GOAL OF THE EXERCISE
Whatever the records say, give every one of them again exactly.

------

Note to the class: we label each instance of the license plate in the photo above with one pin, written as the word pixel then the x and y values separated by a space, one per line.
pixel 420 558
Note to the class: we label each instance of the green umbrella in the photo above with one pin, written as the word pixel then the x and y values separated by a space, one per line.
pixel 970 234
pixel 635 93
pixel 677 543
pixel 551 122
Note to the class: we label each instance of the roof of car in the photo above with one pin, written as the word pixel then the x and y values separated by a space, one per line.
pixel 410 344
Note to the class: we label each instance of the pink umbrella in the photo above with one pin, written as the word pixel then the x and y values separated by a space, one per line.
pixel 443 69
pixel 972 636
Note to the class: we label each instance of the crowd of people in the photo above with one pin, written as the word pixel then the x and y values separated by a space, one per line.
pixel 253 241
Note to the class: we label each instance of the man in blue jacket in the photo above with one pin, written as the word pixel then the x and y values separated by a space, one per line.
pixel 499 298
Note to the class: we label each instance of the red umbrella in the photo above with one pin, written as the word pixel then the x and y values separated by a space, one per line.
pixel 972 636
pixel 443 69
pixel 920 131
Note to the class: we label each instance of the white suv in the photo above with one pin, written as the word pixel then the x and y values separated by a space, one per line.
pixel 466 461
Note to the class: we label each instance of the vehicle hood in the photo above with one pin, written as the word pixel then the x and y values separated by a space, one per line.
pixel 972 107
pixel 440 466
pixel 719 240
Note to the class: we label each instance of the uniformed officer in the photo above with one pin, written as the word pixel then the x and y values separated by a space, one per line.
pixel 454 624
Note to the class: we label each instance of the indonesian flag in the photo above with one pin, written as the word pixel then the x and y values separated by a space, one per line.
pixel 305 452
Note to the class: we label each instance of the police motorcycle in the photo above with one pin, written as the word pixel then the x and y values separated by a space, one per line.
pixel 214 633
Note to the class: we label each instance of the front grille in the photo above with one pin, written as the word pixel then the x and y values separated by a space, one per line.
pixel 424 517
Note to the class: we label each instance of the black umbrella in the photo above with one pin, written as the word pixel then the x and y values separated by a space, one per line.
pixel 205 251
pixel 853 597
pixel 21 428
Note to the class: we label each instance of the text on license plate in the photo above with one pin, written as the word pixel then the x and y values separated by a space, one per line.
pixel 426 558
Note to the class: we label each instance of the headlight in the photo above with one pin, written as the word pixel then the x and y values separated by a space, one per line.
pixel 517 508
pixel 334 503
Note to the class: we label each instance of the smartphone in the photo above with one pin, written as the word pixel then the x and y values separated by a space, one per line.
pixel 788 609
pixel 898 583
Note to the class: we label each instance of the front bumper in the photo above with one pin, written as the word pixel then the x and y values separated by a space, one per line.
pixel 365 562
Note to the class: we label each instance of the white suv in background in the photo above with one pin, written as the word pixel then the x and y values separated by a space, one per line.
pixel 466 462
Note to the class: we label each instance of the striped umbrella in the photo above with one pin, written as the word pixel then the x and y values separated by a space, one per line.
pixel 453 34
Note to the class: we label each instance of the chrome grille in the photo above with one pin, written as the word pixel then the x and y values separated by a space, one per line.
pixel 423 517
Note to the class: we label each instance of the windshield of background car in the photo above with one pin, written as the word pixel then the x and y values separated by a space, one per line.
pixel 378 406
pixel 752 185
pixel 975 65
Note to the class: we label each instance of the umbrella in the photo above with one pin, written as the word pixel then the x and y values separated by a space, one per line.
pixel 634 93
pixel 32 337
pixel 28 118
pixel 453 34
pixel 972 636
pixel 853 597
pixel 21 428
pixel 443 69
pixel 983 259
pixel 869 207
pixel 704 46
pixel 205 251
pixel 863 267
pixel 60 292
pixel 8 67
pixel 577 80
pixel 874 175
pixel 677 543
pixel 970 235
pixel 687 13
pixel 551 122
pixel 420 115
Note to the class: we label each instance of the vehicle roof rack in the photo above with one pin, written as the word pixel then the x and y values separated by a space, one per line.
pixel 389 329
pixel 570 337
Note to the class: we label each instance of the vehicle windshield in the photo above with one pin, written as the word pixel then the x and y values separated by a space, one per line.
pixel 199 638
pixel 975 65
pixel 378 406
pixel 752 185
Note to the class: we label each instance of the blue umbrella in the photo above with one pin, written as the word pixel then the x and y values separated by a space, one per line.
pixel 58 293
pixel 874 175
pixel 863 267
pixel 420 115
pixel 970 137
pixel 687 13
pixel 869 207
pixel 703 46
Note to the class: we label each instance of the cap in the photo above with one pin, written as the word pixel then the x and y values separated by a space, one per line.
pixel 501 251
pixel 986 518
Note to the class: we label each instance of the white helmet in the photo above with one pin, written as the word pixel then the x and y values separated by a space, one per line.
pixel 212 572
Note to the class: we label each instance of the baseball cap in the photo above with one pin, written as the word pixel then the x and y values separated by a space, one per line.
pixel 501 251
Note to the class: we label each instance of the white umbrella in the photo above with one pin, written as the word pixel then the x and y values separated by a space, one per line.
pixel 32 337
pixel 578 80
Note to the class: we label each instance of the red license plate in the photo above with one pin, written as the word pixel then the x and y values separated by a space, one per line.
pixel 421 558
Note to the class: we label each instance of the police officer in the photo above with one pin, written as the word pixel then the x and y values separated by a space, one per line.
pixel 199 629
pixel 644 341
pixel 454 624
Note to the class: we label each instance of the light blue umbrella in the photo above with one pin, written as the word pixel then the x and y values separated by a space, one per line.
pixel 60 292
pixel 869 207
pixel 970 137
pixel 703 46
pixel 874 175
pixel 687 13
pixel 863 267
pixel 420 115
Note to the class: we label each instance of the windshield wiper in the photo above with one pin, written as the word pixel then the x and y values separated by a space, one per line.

------

EXERCISE ANSWER
Note to the class: we label each instance of the license plate in the photo above with one pin, written as the word pixel then the x and y values separated by a space, one per line.
pixel 420 558
Note to the class: we label each instance of the green umbrella in the photo above with one pin, written as the word pixel then the x and y values separated by a space, one per line.
pixel 970 234
pixel 635 93
pixel 677 543
pixel 551 122
Note to the class: we label each instance of the roof of car in the photo above with one pin, written as the word pixel then the x and y values separated by a space, one per line.
pixel 410 344
Note to the class: we label each instance of the pink umbrella in the photo above with one pin, written as the word pixel then the x and y values separated by a space, one per line.
pixel 443 69
pixel 972 636
Note to the class: we label each instance of the crowd of people in the photo above with one pin, written as the word pixel then the x and y values separated by a space, one per line.
pixel 253 241
Note to the class: we label each instance of the man in blue jacket in the photo above with one pin, written as the word pixel then the x and y values separated by a space, one per line.
pixel 499 298
Note to the class: we label each instance of the red umbrella in the photo above with one pin, written as the word pixel then the x and y values separated by a space, one per line.
pixel 972 636
pixel 443 69
pixel 920 131
Note to the class: we label each instance of the white suv in the photo above with one pin, written as the word pixel then the x and y values separated by a space, one per line.
pixel 466 461
Note to the class: we label each instance of the vehicle hood in the photo above with one pin, written as the word pixel then the x and y values separated by a space, one per line.
pixel 972 107
pixel 440 466
pixel 719 240
Note to the class: we label each instance of the uniformed officer in the photo above with one pin, written as the word pixel then the x and y values separated by a space, one per line.
pixel 454 624
Note to the class: we label each instance of the indonesian flag in the photo above with one pin, written as the word pixel then the x and y values separated by a space, one per line.
pixel 305 452
Note to the class: we label each instance of the police motorcycle in the photo above with one pin, written as the word pixel then the x and y values separated by a space, one per line.
pixel 214 633
Note to the class: we label each instance of the front grille in the photo above with one pin, written as the word pixel then the x and y values separated by a space, one per line.
pixel 424 517
Note to the class: we label each instance of the black umbrella in the photo above with one pin, written as the word pixel then the x and y values separated by a space, one per line.
pixel 205 251
pixel 853 597
pixel 21 428
Note to the class: we label each instance of the text on license plate in the photo above with one pin, written as the word pixel then the x and y values separated by a space, one per line.
pixel 426 558
Note to the class: we label each instance of the headlight in the photo above with one pin, written as the word pixel then the x and y values separated by a space, one per line.
pixel 517 508
pixel 334 503
Note to the class: we label each instance of the smartphone in the photo above with one pin, written as the word pixel then the x and y values separated by a space, one per line.
pixel 788 609
pixel 898 583
Note to the class: we label each instance of the front bumper in the photo above with one pin, written as the word pixel then the x and y values separated by a space, one per line.
pixel 365 562
Note to the class: we label each instance of the white suv in background in the photo above with one pin, written as the word pixel then the x and y values separated by a space, one per line.
pixel 466 462
Note to the class: we label each instance of the striped umbrella in the photo above with one pin, written as the word pixel then the x and y values separated by a space, one per line.
pixel 453 34
Note to the class: we label each instance of the chrome grille in the photo above with one pin, written as the word pixel then the x and y values separated by a space, one per line.
pixel 423 517
Note to the class: we label each instance of the windshield of background car in the photo above with one pin, written as the word pixel then the x and y values separated by a space, one per line.
pixel 378 406
pixel 752 185
pixel 975 65
Note to the class: we label each instance of the umbrella in the photo above with one pin, written as the word pixel then the x and y values separated by a space, one per line.
pixel 634 93
pixel 32 337
pixel 28 118
pixel 453 34
pixel 972 636
pixel 853 597
pixel 21 428
pixel 443 69
pixel 983 259
pixel 869 207
pixel 704 46
pixel 205 251
pixel 863 267
pixel 60 292
pixel 8 67
pixel 577 80
pixel 874 175
pixel 677 543
pixel 970 235
pixel 687 13
pixel 551 122
pixel 420 115
Note to the class: we label each instance of the vehicle roof rack in the photo above with one pin, written as the word pixel then the x and y values separated by a space, one per line.
pixel 389 329
pixel 570 337
Note to the class: we label each instance of the vehicle windshield in the photo above with one pin, written as the word pixel then the x and y values separated by a space, one per line.
pixel 199 638
pixel 975 65
pixel 378 406
pixel 752 185
Note to the class: we label each instance of the blue umbrella in the photo above with one pin, written as the word pixel then the x and y values separated by a space, one per line.
pixel 58 293
pixel 874 175
pixel 863 267
pixel 420 115
pixel 970 137
pixel 687 13
pixel 869 207
pixel 703 46
Note to the class: we label each instance of the cap in the photo above with one pin, written as the word pixel then the x and y values separated by a space, one per line.
pixel 501 251
pixel 986 518
Note to the class: we label each instance of the white helmet in the photo above with one pin, written as the word pixel then the x and y values separated by a space, one per line.
pixel 212 572
Note to the class: we label each instance of the baseball cap in the photo above with one pin, written as the word pixel then the x and y values separated by a space, one per line.
pixel 501 251
Note to the class: we label each instance of the white umbrella in the photo above with one pin, written as the word pixel then the x and y values separated by a space, one per line.
pixel 32 337
pixel 578 80
Note to the class: we label each instance of the red license plate in the photo above with one pin, written as the word pixel then the x and y values separated by a space, one per line.
pixel 421 558
Note to the class: we label each instance of the police officer in the photo above with one pin, written as the word pixel then the x and y values separated by a space, one per line.
pixel 199 629
pixel 644 341
pixel 454 624
Note to the class: we label each instance of the light blue umbrella in the photo above with one pin, written as the word pixel then the x and y values separated by a space, one per line.
pixel 60 292
pixel 869 207
pixel 970 137
pixel 703 46
pixel 874 175
pixel 687 13
pixel 863 267
pixel 420 115
Note to the class: we label each instance of the windshield wiper in the photo above with one pin, written as the word pixel then the x and y values separated by a space, one per line.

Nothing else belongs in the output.